# Your task:
In the records below, find the line containing "Can you see the rectangular"; copy exactly that line and all lines after it to the end, and nothing else.
--- start of Supplied data ---
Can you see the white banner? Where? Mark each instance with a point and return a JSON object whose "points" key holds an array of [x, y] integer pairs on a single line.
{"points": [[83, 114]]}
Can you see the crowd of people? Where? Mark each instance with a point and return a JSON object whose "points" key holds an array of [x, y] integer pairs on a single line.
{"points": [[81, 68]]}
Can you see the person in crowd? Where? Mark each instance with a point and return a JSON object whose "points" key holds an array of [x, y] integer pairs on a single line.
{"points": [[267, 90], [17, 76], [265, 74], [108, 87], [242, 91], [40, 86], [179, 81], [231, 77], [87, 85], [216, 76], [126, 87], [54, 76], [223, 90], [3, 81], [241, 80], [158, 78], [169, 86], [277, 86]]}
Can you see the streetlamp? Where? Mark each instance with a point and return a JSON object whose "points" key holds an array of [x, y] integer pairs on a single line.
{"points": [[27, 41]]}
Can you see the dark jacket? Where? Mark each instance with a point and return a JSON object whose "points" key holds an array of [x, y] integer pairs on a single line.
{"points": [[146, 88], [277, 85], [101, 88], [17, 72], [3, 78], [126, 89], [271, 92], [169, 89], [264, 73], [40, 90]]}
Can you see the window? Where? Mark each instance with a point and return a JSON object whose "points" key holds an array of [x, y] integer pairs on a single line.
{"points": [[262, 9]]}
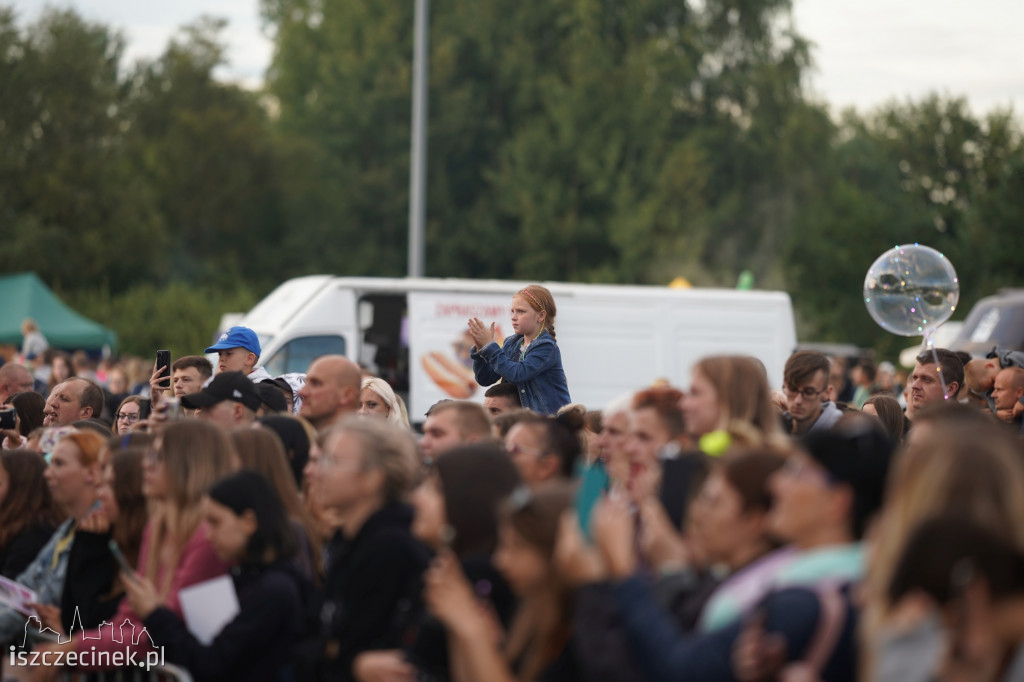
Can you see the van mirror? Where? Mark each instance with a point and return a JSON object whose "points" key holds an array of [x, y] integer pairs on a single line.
{"points": [[366, 315]]}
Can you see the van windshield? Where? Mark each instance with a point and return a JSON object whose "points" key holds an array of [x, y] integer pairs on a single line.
{"points": [[999, 323]]}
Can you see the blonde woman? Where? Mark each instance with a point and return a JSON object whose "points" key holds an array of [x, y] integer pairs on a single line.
{"points": [[377, 398], [725, 389], [187, 459]]}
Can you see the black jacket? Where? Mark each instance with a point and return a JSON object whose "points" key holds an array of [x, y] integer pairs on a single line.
{"points": [[23, 548], [257, 645], [89, 582], [429, 651], [372, 590]]}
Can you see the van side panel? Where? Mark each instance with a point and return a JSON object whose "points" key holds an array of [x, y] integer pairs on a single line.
{"points": [[438, 355]]}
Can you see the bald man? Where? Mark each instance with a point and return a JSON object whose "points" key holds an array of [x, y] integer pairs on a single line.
{"points": [[332, 391], [14, 379], [1007, 390]]}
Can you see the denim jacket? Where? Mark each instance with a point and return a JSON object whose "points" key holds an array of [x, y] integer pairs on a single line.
{"points": [[539, 375]]}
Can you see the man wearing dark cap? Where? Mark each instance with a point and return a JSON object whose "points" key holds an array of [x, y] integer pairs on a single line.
{"points": [[229, 400], [238, 350]]}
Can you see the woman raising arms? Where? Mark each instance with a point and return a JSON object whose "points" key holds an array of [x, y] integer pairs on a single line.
{"points": [[529, 358]]}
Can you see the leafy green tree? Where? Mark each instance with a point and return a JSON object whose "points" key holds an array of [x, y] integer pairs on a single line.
{"points": [[205, 148], [71, 205], [584, 139]]}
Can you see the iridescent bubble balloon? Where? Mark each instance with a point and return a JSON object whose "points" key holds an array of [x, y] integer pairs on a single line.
{"points": [[910, 290]]}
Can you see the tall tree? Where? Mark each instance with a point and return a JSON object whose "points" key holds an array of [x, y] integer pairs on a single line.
{"points": [[590, 139], [71, 205], [205, 148]]}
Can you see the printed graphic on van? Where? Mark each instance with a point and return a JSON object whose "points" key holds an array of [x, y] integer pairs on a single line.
{"points": [[441, 342]]}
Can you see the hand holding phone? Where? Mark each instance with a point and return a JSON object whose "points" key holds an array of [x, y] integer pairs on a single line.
{"points": [[164, 368], [122, 561]]}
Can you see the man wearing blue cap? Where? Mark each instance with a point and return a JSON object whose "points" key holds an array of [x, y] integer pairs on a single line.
{"points": [[239, 350]]}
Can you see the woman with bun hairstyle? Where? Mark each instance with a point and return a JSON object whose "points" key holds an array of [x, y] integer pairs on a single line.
{"points": [[546, 448], [529, 358]]}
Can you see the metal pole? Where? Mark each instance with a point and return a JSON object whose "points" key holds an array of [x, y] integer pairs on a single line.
{"points": [[418, 161]]}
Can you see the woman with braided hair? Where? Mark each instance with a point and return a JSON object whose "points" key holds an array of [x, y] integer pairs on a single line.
{"points": [[529, 358]]}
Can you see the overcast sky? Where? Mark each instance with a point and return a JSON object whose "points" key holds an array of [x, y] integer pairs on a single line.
{"points": [[865, 51]]}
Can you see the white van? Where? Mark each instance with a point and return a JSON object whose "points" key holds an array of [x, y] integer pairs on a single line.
{"points": [[613, 339]]}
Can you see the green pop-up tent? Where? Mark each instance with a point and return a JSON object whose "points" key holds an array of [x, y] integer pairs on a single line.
{"points": [[25, 295]]}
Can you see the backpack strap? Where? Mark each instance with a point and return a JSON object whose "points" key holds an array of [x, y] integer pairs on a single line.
{"points": [[830, 621]]}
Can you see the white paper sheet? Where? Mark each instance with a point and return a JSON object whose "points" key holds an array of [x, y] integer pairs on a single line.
{"points": [[209, 606], [16, 596]]}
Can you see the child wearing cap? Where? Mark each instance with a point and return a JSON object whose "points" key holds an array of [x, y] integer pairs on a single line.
{"points": [[238, 350]]}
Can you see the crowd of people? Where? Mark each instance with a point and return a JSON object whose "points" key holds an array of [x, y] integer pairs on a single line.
{"points": [[834, 528]]}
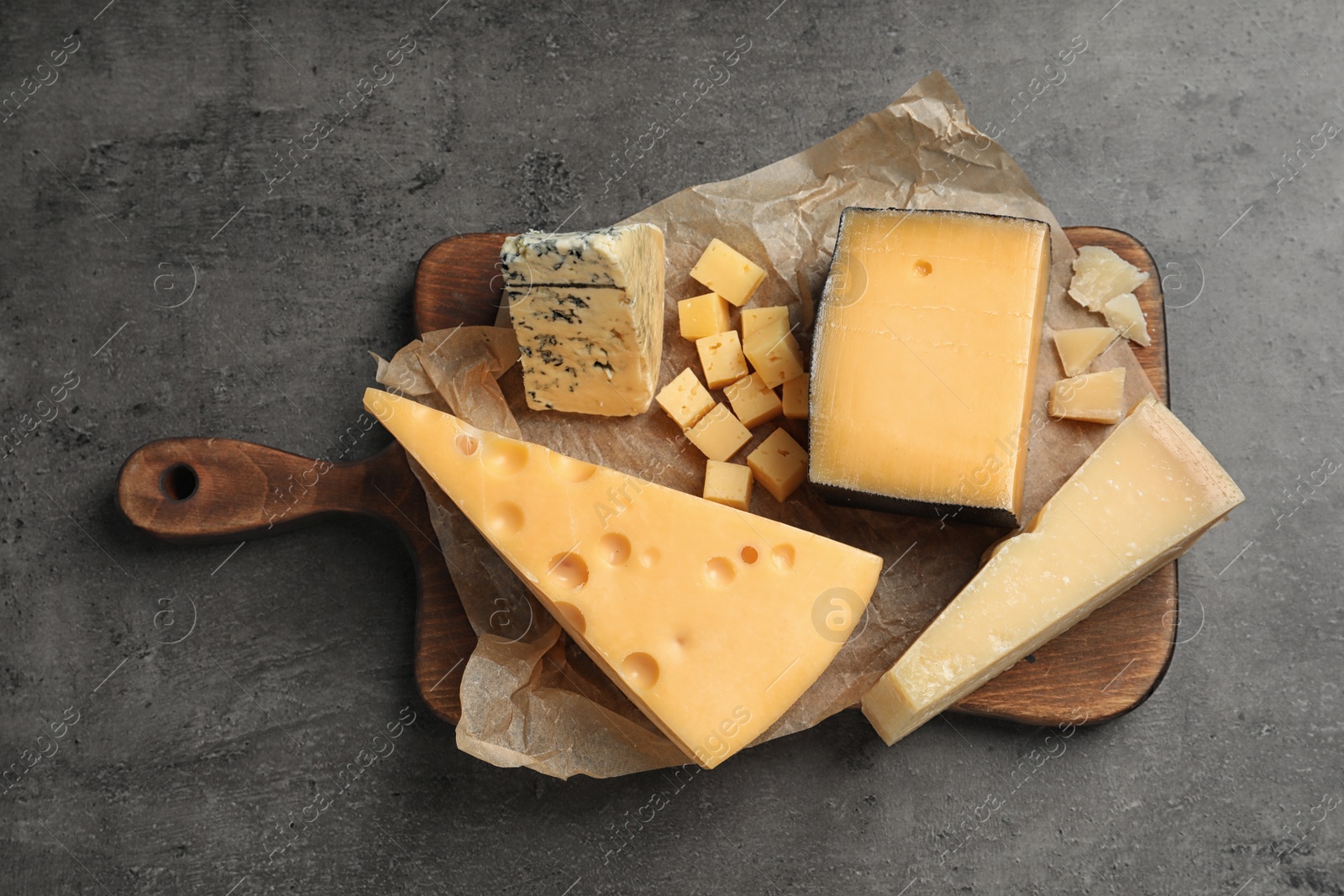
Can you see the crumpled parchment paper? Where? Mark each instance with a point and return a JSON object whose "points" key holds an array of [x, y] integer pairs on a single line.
{"points": [[531, 698]]}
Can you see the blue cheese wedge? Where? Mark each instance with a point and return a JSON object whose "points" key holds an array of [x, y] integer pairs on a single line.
{"points": [[627, 257], [588, 312]]}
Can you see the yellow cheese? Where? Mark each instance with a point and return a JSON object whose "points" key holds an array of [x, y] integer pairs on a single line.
{"points": [[727, 271], [685, 399], [1126, 317], [1079, 348], [772, 322], [925, 363], [703, 316], [727, 484], [1100, 275], [1097, 398], [721, 356], [779, 464], [702, 614], [776, 358], [1148, 492], [719, 434], [796, 398], [753, 401]]}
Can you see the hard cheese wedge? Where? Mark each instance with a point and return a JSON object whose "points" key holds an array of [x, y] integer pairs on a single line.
{"points": [[588, 312], [1136, 504], [1079, 348], [703, 614], [925, 362], [1097, 398]]}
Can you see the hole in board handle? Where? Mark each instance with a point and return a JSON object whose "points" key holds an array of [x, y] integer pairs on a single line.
{"points": [[178, 483]]}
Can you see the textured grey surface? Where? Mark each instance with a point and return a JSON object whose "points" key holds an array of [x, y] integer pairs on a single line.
{"points": [[118, 179]]}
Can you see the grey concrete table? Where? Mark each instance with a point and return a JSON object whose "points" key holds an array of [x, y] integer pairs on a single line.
{"points": [[151, 163]]}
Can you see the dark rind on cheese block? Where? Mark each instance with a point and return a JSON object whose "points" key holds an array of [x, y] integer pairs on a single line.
{"points": [[842, 496]]}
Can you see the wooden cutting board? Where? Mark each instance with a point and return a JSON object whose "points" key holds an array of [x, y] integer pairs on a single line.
{"points": [[213, 490]]}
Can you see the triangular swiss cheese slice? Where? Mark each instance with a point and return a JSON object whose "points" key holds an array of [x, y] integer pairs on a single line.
{"points": [[1079, 348], [714, 621]]}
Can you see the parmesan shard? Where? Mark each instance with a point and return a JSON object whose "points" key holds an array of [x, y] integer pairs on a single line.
{"points": [[588, 313], [705, 616], [1100, 275], [1079, 348], [1097, 398], [1126, 317], [1142, 500]]}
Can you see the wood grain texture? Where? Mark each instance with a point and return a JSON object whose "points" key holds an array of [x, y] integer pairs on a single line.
{"points": [[210, 490], [1101, 668]]}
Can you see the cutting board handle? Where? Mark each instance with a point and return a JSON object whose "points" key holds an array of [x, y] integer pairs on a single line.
{"points": [[202, 490]]}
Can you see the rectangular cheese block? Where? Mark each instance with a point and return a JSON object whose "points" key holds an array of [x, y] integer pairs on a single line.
{"points": [[701, 613], [703, 316], [727, 271], [685, 399], [588, 313], [925, 362], [1148, 492], [770, 322], [719, 434], [779, 464], [774, 358], [753, 401], [727, 484], [796, 398], [721, 359], [1097, 398]]}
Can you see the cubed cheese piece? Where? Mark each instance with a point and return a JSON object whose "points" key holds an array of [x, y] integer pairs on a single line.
{"points": [[924, 363], [703, 316], [1126, 317], [776, 359], [779, 464], [702, 614], [588, 313], [1079, 348], [1148, 492], [625, 257], [727, 484], [796, 398], [753, 401], [727, 271], [770, 322], [1097, 398], [722, 359], [1100, 275], [685, 399], [719, 434]]}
--- end of Supplied data ---
# Response to the exercise:
Can you see the rectangular cheese block? Where? Mark each instance with a point and return a JSON object whose "points" key holds an array of [x, y] integer pairs on a single line.
{"points": [[701, 613], [703, 316], [727, 271], [685, 399], [588, 313], [925, 362], [1148, 492], [770, 322], [719, 434], [779, 464], [774, 358], [753, 401], [727, 484], [796, 398], [721, 359], [1097, 398]]}
Can you see the cubed cheese piece? Where? Mark each instance with a point and return a JSON object whose "points" key holds an array of [x, y] integer pairs on a single line.
{"points": [[924, 363], [703, 316], [1126, 317], [776, 359], [779, 464], [702, 614], [588, 313], [1079, 348], [1148, 492], [625, 257], [727, 484], [796, 398], [753, 401], [727, 271], [770, 322], [1097, 398], [722, 359], [1100, 275], [685, 399], [719, 434]]}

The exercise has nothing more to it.